(SUPPLIED DATA)
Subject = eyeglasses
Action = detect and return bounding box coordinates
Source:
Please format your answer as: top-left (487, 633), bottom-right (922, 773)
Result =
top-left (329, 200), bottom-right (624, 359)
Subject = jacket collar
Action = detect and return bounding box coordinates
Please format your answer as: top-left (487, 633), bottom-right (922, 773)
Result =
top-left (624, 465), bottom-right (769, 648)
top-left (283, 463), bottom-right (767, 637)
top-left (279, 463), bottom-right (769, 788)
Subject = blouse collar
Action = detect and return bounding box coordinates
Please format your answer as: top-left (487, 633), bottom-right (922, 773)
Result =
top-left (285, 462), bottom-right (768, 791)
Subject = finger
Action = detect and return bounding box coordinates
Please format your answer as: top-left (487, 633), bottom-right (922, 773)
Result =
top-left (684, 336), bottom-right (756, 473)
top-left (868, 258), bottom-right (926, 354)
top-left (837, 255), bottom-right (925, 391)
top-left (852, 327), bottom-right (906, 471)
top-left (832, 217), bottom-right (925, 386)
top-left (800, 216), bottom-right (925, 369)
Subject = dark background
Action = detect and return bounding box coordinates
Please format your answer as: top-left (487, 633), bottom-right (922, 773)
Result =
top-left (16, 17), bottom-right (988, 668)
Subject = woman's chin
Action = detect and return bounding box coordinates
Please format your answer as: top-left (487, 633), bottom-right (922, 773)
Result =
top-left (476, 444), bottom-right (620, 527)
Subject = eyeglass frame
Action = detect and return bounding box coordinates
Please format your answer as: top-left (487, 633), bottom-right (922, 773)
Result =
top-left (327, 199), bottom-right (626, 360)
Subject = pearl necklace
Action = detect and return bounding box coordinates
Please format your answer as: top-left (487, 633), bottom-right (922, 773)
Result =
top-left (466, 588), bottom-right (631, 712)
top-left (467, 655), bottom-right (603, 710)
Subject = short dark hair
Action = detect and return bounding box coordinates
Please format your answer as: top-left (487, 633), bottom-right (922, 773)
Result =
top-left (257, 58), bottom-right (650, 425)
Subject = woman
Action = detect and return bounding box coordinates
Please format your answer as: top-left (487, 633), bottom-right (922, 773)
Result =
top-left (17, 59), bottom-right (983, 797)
(End SUPPLIED DATA)
**ASSIGNED TASK:** Please write out all the data above, exactly as it reads.

**ANSWER BOX:**
Subject = eyeglasses
Action = detect and return bounding box coordinates
Source:
Please format your answer as: top-left (487, 633), bottom-right (922, 773)
Result =
top-left (329, 200), bottom-right (624, 359)
Subject = jacket collar
Action = detect and return bounding box coordinates
Please format your answer as: top-left (487, 633), bottom-right (922, 773)
Result =
top-left (624, 465), bottom-right (769, 648)
top-left (283, 463), bottom-right (767, 637)
top-left (279, 463), bottom-right (769, 788)
Subject = blouse collar
Action = detect and return bounding box coordinates
Please format your answer as: top-left (487, 633), bottom-right (922, 773)
Result =
top-left (285, 462), bottom-right (768, 791)
Subject = finger
Action = detect and return bounding box coordinates
Please format your answer as: top-left (487, 633), bottom-right (922, 773)
Result =
top-left (684, 336), bottom-right (756, 473)
top-left (868, 258), bottom-right (926, 354)
top-left (837, 255), bottom-right (925, 391)
top-left (852, 327), bottom-right (906, 471)
top-left (832, 217), bottom-right (925, 386)
top-left (800, 216), bottom-right (925, 369)
Subject = dark background
Action = detect and return bounding box coordinates
Please format your answer as: top-left (487, 633), bottom-right (922, 773)
Result =
top-left (16, 17), bottom-right (988, 668)
Subject = woman's chin
Action = detect and return bounding box coordinates
Please format your answer as: top-left (487, 633), bottom-right (922, 773)
Result =
top-left (476, 444), bottom-right (620, 527)
Subject = eyeglass frame
Action = detect and return bounding box coordinates
Please format your answer as: top-left (487, 633), bottom-right (922, 773)
Result =
top-left (327, 199), bottom-right (626, 360)
Subject = pearl necklace
Action = detect and return bounding box coordinates
Please format your answer as: top-left (487, 633), bottom-right (922, 773)
Result =
top-left (466, 588), bottom-right (631, 712)
top-left (467, 655), bottom-right (603, 710)
Subject = short dark hair
Action = detect and return bounding box coordinates
Please format your answer as: top-left (487, 633), bottom-right (922, 773)
Result =
top-left (257, 58), bottom-right (650, 425)
Subject = woman
Action = detect and return bounding box coordinates
Please format your answer as: top-left (487, 633), bottom-right (922, 773)
Result =
top-left (17, 59), bottom-right (983, 797)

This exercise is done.